▶ _EXCERPTED PASSAGE_:
-*-

Writing in response to the uninviting of American Atheists to CPAC, Charlie Cooke has a very fine article over on NRO on the topic of whether atheism and conservatism are compatible. As an atheist and a conservative he thinks, not unsurprisingly, that they are, and, as someone who is agnostic and on the right, I can only say, well, amen.

Charlie’s piece is eloquent and carefully reasoned and well worth reading in full, but FWIW I wrote a far shorter article on (more or less) this topic for Politix late last year. Perhaps it is worth excerpting this:

[T]he idea that it is essential philosophically for conservatives to be religious believers is nonsense. Dig around a bit, and you will discover quite a few here in America who have declared that they are not (although none of them – how odd – hold significant elective office). Look across the Atlantic (I am British-born) and you will find many, many more.

It is no coincidence that Charlie also hails from Blighty. The notion that it is impossible for a conservative—and I mean a ‘proper’ Conservative in the Thatcher or Reagan sense rather than a Cameron-style whatever he is—to be an atheist would be thought over there to be very strange indeed.

-*-

▶ _CHALLENGES_:
1) Using the passage on atheism and conservatism, explain why the author says it is "no coincidence that Charlie also hails from Blighty."
2) Please update the passage on atheism and conservatism from "Charlie’s piece is" to "very strange indeed.", changing "Charlie" to "Cooke".

-*-

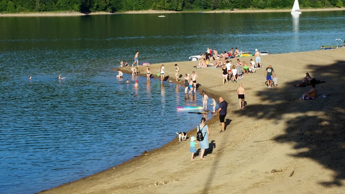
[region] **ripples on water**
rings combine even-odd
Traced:
[[[3,79],[0,193],[37,192],[104,170],[168,143],[201,117],[176,111],[201,104],[180,86],[136,76],[137,90],[130,76],[95,74]]]
[[[136,91],[123,83],[134,82],[130,76],[116,79],[110,68],[131,64],[135,51],[140,62],[153,63],[185,61],[208,47],[317,50],[343,38],[345,11],[304,12],[297,20],[290,13],[158,15],[0,17],[0,193],[92,174],[198,124],[200,115],[175,109],[201,105],[198,96],[185,99],[182,87],[139,77]],[[58,80],[59,74],[67,78]]]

-*-

▶ _ANSWERS_:
1) In Britain, the idea that a conservative cannot be an atheist would be considered very strange. The author also notes that many more non-religious conservatives are found across the Atlantic than in America.

2)
Cooke’s piece is eloquent and carefully reasoned and well worth reading in full, but FWIW I wrote a far shorter article on (more or less) this topic for Politix late last year. Perhaps it is worth excerpting this:

[T]he idea that it is essential philosophically for conservatives to be religious believers is nonsense. Dig around a bit, and you will discover quite a few here in America who have declared that they are not (although none of them – how odd – hold significant elective office). Look across the Atlantic (I am British-born) and you will find many, many more.

It is no coincidence that Cooke also hails from Blighty. The notion that it is impossible for a conservative—and I mean a ‘proper’ Conservative in the Thatcher or Reagan sense rather than a Cameron-style whatever he is—to be an atheist would be thought over there to be very strange indeed.